(To do)
How many lines in the entries below contain the string "paper"? Reply with the number alone.

Source data:

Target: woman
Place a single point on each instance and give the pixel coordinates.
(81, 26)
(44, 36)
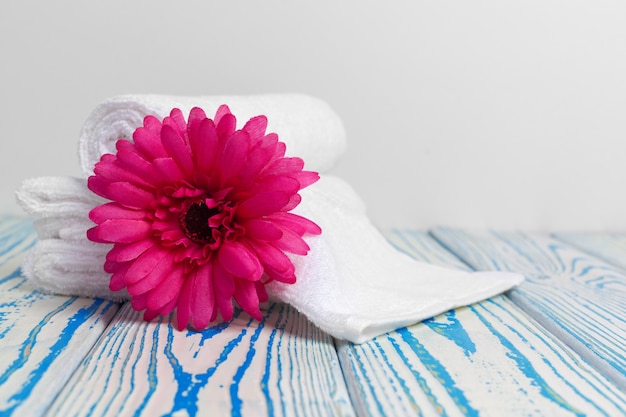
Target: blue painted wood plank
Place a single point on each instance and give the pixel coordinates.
(577, 297)
(610, 247)
(281, 366)
(43, 337)
(487, 359)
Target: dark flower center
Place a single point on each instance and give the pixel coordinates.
(194, 222)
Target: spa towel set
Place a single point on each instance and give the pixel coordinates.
(351, 282)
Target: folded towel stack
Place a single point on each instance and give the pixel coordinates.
(352, 284)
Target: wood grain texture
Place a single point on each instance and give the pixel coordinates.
(43, 337)
(610, 247)
(488, 359)
(281, 366)
(577, 297)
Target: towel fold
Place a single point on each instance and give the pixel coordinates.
(352, 284)
(308, 126)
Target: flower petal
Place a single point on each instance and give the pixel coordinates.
(196, 116)
(120, 231)
(145, 264)
(255, 128)
(295, 223)
(176, 120)
(263, 204)
(291, 242)
(160, 273)
(283, 166)
(240, 261)
(148, 141)
(261, 229)
(225, 126)
(108, 211)
(183, 308)
(306, 178)
(124, 252)
(234, 155)
(168, 169)
(130, 195)
(176, 147)
(202, 302)
(117, 281)
(222, 111)
(276, 183)
(246, 295)
(276, 263)
(167, 290)
(224, 289)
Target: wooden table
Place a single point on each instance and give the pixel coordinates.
(555, 346)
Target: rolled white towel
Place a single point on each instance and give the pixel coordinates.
(70, 267)
(308, 126)
(352, 284)
(47, 197)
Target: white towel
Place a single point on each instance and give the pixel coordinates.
(352, 284)
(308, 126)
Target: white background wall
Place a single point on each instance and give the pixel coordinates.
(471, 113)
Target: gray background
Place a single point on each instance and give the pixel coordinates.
(476, 114)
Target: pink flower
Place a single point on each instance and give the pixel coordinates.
(200, 215)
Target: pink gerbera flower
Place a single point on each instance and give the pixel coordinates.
(200, 215)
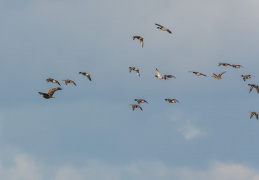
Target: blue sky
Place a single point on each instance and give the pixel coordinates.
(90, 131)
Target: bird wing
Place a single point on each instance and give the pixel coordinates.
(158, 74)
(141, 42)
(52, 91)
(221, 73)
(251, 88)
(159, 25)
(169, 31)
(89, 77)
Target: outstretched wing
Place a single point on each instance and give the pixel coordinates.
(52, 91)
(158, 74)
(221, 73)
(159, 25)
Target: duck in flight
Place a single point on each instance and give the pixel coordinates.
(140, 39)
(53, 81)
(162, 28)
(86, 74)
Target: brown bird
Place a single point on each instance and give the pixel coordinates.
(218, 76)
(245, 77)
(236, 66)
(87, 75)
(135, 106)
(134, 69)
(69, 81)
(197, 73)
(163, 28)
(253, 86)
(253, 113)
(224, 64)
(141, 101)
(140, 39)
(52, 80)
(168, 76)
(50, 93)
(172, 100)
(158, 74)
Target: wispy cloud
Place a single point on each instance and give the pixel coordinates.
(26, 168)
(189, 131)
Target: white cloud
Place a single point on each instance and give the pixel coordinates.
(25, 168)
(190, 132)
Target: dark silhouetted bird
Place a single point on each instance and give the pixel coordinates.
(135, 106)
(253, 113)
(134, 69)
(163, 28)
(172, 100)
(218, 76)
(86, 74)
(140, 39)
(52, 80)
(141, 101)
(69, 81)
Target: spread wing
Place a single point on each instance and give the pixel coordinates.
(221, 73)
(159, 25)
(52, 91)
(141, 42)
(158, 74)
(89, 77)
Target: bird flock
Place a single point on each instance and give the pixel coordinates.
(51, 92)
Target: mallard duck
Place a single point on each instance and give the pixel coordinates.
(224, 64)
(158, 74)
(253, 86)
(245, 77)
(52, 80)
(172, 100)
(69, 81)
(86, 74)
(140, 39)
(253, 113)
(135, 106)
(168, 76)
(218, 76)
(236, 66)
(163, 28)
(134, 69)
(197, 73)
(141, 101)
(50, 93)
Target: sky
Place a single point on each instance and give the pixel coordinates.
(89, 131)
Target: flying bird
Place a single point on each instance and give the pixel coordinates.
(135, 106)
(236, 66)
(168, 76)
(158, 74)
(218, 76)
(50, 93)
(140, 39)
(69, 81)
(134, 69)
(86, 74)
(53, 81)
(197, 73)
(172, 100)
(253, 114)
(253, 86)
(245, 77)
(141, 101)
(163, 28)
(224, 64)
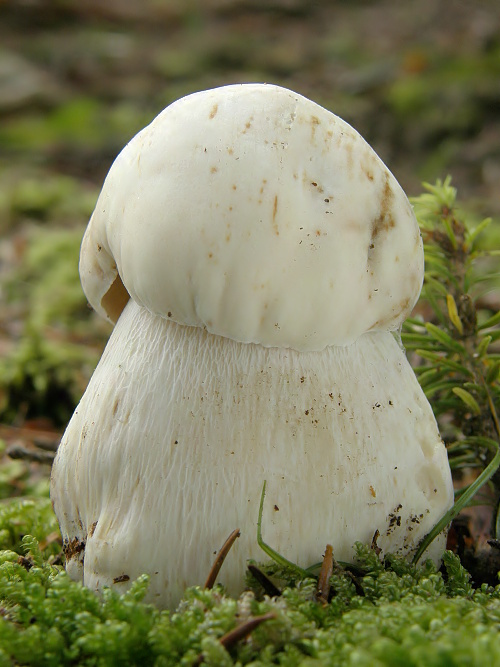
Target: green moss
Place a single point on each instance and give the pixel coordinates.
(396, 615)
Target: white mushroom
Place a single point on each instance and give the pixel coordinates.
(269, 255)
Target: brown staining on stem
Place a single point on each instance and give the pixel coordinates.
(275, 211)
(73, 548)
(323, 587)
(221, 557)
(315, 121)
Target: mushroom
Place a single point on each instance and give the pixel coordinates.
(258, 259)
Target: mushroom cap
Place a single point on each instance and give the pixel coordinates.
(257, 214)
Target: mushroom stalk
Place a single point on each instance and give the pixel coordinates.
(157, 485)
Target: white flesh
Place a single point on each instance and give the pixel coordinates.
(171, 443)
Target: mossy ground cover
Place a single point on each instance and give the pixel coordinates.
(379, 613)
(421, 84)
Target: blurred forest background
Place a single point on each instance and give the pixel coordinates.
(419, 80)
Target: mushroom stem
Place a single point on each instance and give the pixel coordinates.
(353, 448)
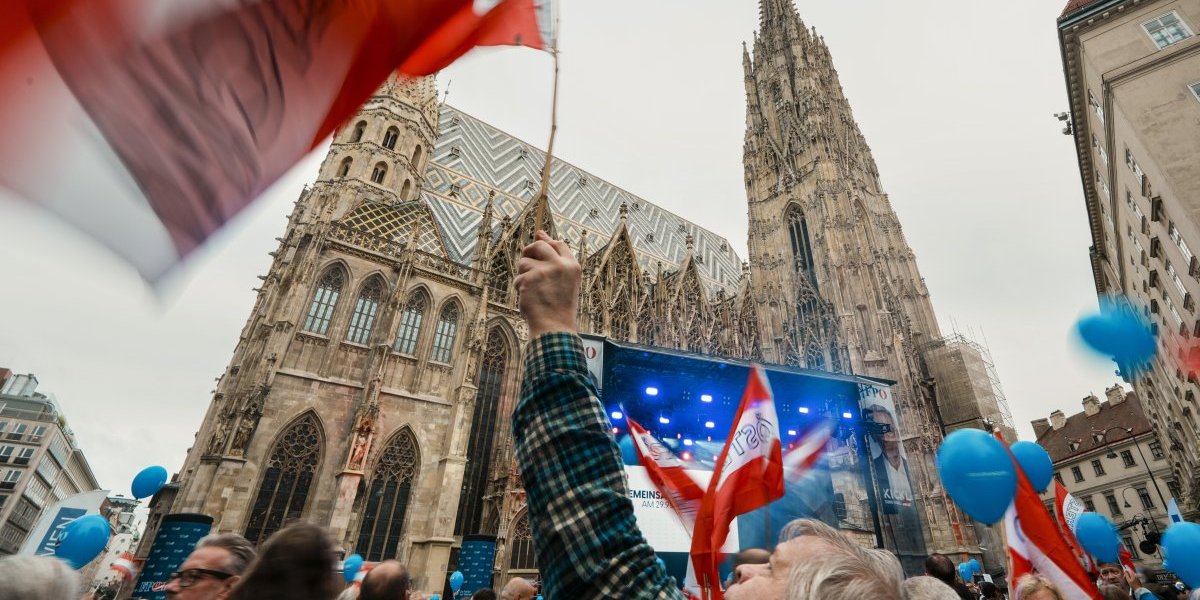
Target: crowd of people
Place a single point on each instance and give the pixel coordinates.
(586, 537)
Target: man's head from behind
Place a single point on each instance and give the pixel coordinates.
(816, 561)
(519, 589)
(387, 581)
(213, 569)
(941, 568)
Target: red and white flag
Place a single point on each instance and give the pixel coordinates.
(667, 473)
(125, 565)
(807, 450)
(749, 475)
(150, 124)
(1036, 546)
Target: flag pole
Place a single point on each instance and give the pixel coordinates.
(553, 117)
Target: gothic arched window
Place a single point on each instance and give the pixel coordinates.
(443, 339)
(481, 442)
(379, 172)
(324, 300)
(411, 324)
(387, 499)
(802, 246)
(283, 490)
(365, 310)
(521, 555)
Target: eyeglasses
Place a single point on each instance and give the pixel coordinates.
(187, 579)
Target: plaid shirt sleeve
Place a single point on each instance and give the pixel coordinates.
(587, 541)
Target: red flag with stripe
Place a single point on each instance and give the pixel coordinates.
(749, 475)
(150, 124)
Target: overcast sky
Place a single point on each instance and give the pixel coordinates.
(955, 100)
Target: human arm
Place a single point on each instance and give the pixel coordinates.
(585, 534)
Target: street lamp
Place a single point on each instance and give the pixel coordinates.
(1113, 454)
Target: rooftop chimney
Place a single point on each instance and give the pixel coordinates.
(1057, 420)
(1115, 394)
(1041, 426)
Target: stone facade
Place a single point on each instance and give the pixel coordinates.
(1132, 77)
(371, 388)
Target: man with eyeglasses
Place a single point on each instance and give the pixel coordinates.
(213, 569)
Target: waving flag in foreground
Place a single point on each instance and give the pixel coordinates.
(667, 473)
(749, 475)
(1036, 546)
(150, 124)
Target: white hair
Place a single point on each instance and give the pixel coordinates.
(846, 571)
(30, 577)
(928, 588)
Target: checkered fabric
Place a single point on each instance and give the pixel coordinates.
(583, 529)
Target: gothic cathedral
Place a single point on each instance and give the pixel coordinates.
(371, 385)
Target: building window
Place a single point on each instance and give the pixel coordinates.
(324, 300)
(1114, 508)
(1146, 501)
(387, 504)
(365, 310)
(379, 172)
(411, 324)
(1133, 549)
(390, 137)
(1167, 30)
(18, 431)
(1096, 106)
(481, 443)
(1174, 487)
(285, 487)
(443, 337)
(802, 247)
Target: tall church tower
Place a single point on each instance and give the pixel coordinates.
(835, 282)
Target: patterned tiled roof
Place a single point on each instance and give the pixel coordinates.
(472, 159)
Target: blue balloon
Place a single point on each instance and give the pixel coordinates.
(1035, 462)
(1121, 333)
(1097, 535)
(82, 540)
(148, 481)
(977, 473)
(351, 567)
(1181, 552)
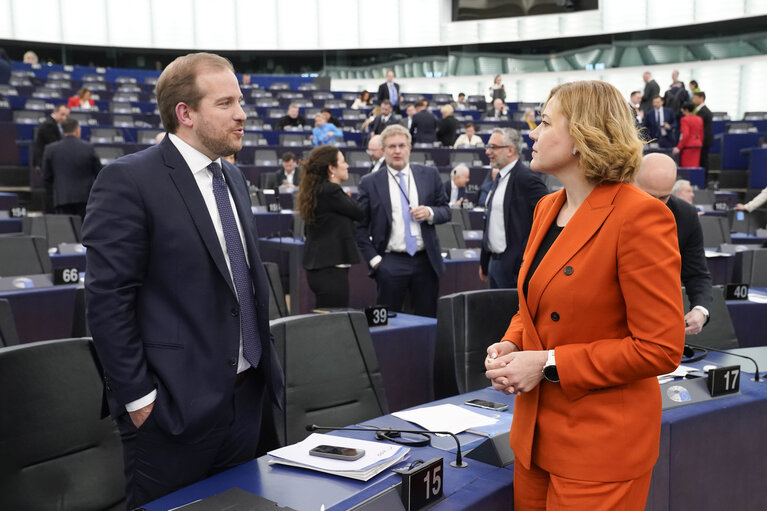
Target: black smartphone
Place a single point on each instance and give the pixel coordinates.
(489, 405)
(337, 453)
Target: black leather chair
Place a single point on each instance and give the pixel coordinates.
(56, 450)
(24, 255)
(332, 375)
(719, 333)
(9, 336)
(278, 306)
(467, 323)
(56, 229)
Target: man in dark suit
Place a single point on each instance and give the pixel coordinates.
(390, 90)
(424, 126)
(386, 118)
(651, 89)
(289, 175)
(699, 98)
(48, 132)
(69, 168)
(510, 205)
(402, 204)
(660, 123)
(177, 295)
(455, 187)
(656, 176)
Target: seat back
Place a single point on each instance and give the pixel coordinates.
(278, 306)
(24, 255)
(56, 448)
(450, 235)
(9, 336)
(56, 229)
(719, 333)
(331, 372)
(716, 230)
(467, 323)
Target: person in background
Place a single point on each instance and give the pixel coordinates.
(656, 176)
(447, 131)
(363, 101)
(486, 186)
(291, 119)
(325, 133)
(289, 175)
(497, 90)
(683, 189)
(81, 100)
(469, 139)
(529, 118)
(30, 57)
(510, 208)
(178, 300)
(69, 168)
(461, 105)
(455, 187)
(329, 214)
(402, 203)
(600, 314)
(375, 151)
(690, 137)
(48, 132)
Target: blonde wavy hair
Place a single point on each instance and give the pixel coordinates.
(603, 128)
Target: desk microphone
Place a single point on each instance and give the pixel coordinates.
(384, 434)
(704, 350)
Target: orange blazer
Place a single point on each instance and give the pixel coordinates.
(607, 299)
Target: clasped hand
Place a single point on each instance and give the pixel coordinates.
(512, 371)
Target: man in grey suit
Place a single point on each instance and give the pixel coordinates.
(69, 168)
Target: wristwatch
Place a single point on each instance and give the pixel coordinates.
(550, 369)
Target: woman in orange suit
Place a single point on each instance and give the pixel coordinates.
(691, 139)
(600, 314)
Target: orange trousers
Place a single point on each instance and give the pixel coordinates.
(538, 490)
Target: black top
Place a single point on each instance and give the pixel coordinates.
(330, 239)
(551, 236)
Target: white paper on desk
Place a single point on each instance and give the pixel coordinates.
(375, 453)
(446, 417)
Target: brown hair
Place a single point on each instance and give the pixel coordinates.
(605, 133)
(178, 84)
(315, 173)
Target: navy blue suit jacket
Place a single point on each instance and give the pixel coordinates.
(653, 129)
(374, 229)
(523, 191)
(162, 308)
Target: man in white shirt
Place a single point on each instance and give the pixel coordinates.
(178, 301)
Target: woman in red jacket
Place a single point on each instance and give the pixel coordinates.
(600, 314)
(691, 137)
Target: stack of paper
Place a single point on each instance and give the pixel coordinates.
(378, 456)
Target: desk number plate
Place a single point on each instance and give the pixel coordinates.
(422, 486)
(736, 292)
(723, 380)
(66, 276)
(377, 315)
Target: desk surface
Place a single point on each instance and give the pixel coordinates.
(711, 457)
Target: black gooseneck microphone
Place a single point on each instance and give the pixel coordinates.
(705, 349)
(458, 463)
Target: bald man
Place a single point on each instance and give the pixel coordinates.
(657, 176)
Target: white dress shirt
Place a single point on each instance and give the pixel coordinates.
(496, 225)
(198, 163)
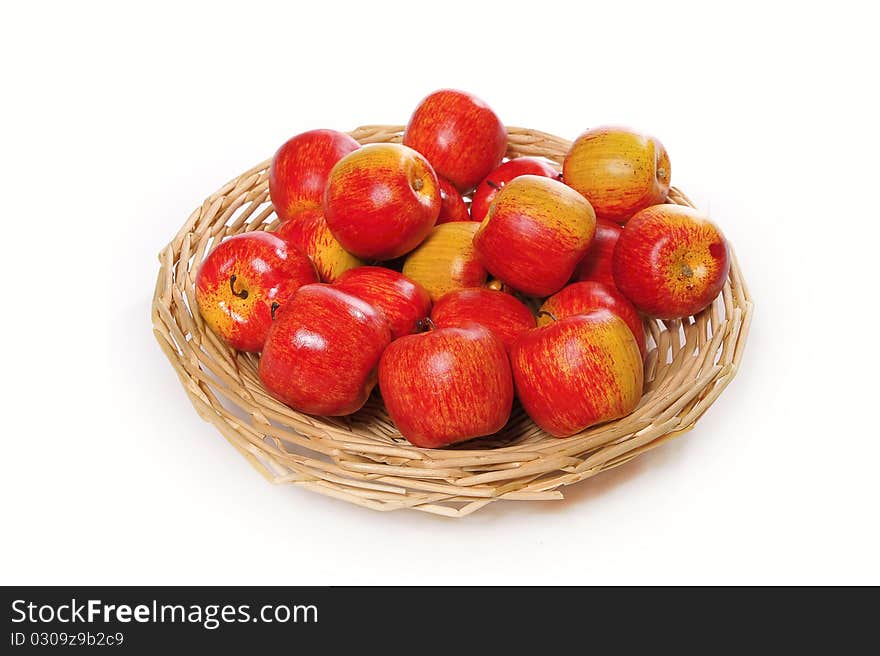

(Completed task)
2